_Source extract_
# # # #

Minister of Health of Ceuta
- In office 2019 – January 2021
- President: Juan Jesús Vivas

Personal details
- Born: Ceuta, Spain
- Party: Avanza Ceuta (2022–present)
- Other political affiliations: People's Party (until 2022)
- Education: University of Granada (MD)
- Profession: Doctor, politician

= Javier Guerrero (Spanish politician) =

Spanish doctor and politician

Francisco Javier Guerrero Gallego is a Spanish doctor and politician. He was minister of health in Ceuta from 2019 to 2021. After leaving this office, he quit the People's Party and founded Avanza Ceuta.

==Biography==
Born in Ceuta, Guerrero was married and the father of three children as of June 2020. He graduated in medicine and surgery from the University of Granada.

In 2019, Guerrero was named Minister of Health in the government of Mayor-President of Ceuta Juan Jesús Vivas of the People's Party (PP). He resigned in January 2021 after a controversy over him receiving the COVID-19 vaccine before it was publicly available. He said that he had been recommended to take the vaccine by others in his team, due to his frequent visits to hospitals and his heart condition, hypertension and diabetes. He was also scrutinised during his ministry for continuing to practice medicine privately, and for a purchase of face masks at a far above average price.

Guerrero initiated a bid for the presidency of the People's Party of Ceuta but soon withdrew, instead announcing in May 2022 that he would form a new party for the Assembly of Ceuta elections in twelve months' time. In June, Avanza Ceuta was launched; local newspaper El Pueblo de Ceuta placed it on the centre right.

In January 2023, Guerrero was arrested and held on remand for alleged sexual abuse of unaccompanied migrant children in Ceuta. In November, he posted bail of €100,000. Twelve months later, he was acquitted of slander and libel of the staff of a children's home, after having said that the staff had coerced and threatened children into reporting him; it was found that he did not identify any individuals, nor did he knowingly spread falsehoods.

# # # #

_Problems to work on_
a) In the biography of Javier Guerrero, what reason did Guerrero give for receiving the COVID-19 vaccine before it was publicly available?
b) Repeat the part of the Javier Guerrero biography starting with "- Other political" and going on through "University of Granada.".
c) According to the biography of Javier Guerrero, how much bail did he post in November after his January 2023 arrest?

_Dataset excerpts_

# # # #

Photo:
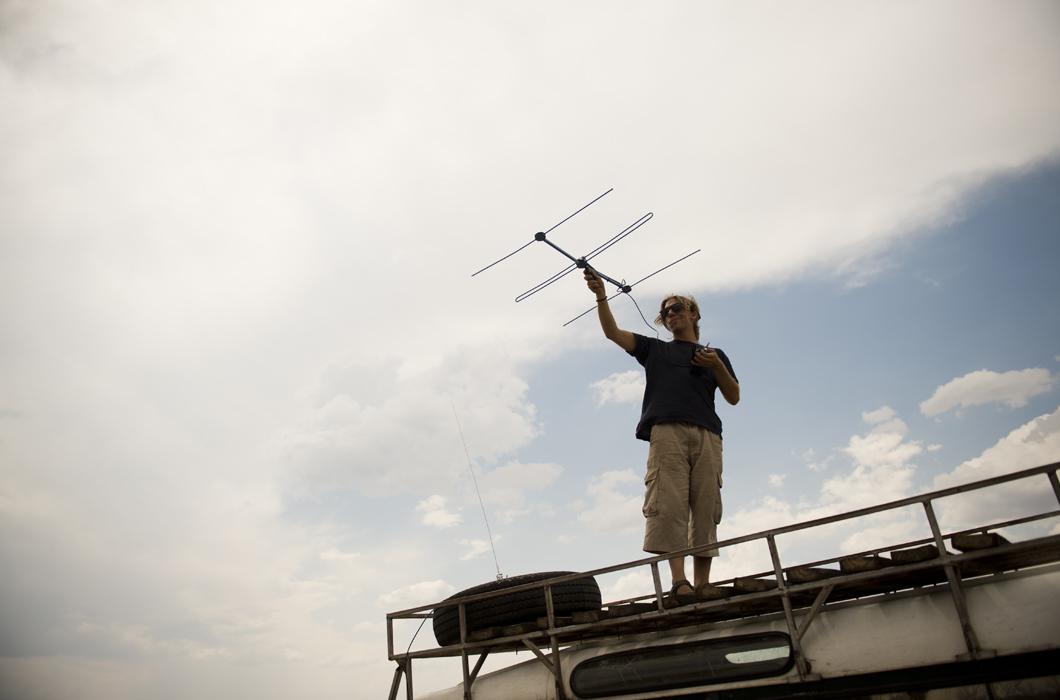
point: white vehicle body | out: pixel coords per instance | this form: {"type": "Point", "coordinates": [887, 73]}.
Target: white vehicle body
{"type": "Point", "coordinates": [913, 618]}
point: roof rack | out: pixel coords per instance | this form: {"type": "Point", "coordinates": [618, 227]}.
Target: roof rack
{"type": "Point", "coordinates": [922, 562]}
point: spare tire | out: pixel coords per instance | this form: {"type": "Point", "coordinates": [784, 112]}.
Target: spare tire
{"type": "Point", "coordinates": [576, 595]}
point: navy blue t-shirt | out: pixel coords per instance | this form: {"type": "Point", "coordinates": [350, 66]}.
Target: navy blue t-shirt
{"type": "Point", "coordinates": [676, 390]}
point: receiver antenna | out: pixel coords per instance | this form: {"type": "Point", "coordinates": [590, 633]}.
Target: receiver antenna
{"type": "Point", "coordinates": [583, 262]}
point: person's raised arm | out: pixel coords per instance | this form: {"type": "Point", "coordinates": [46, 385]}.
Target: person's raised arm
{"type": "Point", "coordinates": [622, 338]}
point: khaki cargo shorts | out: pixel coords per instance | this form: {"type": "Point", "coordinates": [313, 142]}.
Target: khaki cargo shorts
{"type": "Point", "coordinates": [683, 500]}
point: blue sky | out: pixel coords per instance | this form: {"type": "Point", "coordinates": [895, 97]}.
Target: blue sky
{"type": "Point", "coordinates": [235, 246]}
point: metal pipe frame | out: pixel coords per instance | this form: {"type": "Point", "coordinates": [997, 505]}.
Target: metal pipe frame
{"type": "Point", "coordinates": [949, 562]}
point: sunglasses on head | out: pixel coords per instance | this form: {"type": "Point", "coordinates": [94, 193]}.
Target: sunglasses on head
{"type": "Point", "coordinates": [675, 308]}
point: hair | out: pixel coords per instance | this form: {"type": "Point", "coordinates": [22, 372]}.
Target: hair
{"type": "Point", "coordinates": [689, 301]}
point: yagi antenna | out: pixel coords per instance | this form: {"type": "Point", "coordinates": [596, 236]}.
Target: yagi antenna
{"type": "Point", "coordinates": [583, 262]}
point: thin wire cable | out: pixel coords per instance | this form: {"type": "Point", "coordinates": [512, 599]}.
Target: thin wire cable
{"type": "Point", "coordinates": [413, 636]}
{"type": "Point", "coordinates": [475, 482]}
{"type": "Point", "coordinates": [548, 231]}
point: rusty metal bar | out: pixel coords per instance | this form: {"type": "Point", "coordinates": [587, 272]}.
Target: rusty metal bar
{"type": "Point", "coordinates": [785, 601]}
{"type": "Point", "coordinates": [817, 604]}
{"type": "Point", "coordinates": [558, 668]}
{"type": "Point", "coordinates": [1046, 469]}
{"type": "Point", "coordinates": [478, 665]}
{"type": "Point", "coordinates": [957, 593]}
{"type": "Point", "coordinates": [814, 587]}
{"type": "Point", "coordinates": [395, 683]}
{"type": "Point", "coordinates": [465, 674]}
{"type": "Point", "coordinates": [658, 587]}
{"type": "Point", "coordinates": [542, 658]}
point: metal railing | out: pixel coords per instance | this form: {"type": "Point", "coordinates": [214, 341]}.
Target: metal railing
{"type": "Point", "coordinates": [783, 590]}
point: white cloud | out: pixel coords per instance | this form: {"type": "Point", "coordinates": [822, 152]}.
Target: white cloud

# # # #

_Solutions in order_
a) Guerrero said others on his team had recommended that he take the vaccine. They did so because he often visited hospitals and had a heart condition, hypertension and diabetes.

b)
- Other political affiliations: People's Party (until 2022)
- Education: University of Granada (MD)
- Profession: Doctor, politician

= Javier Guerrero (Spanish politician) =

Spanish doctor and politician

Francisco Javier Guerrero Gallego is a Spanish doctor and politician. He was minister of health in Ceuta from 2019 to 2021. After leaving this office, he quit the People's Party and founded Avanza Ceuta.

==Biography==
Born in Ceuta, Guerrero was married and the father of three children as of June 2020. He graduated in medicine and surgery from the University of Granada.

c) He posted bail of €100,000.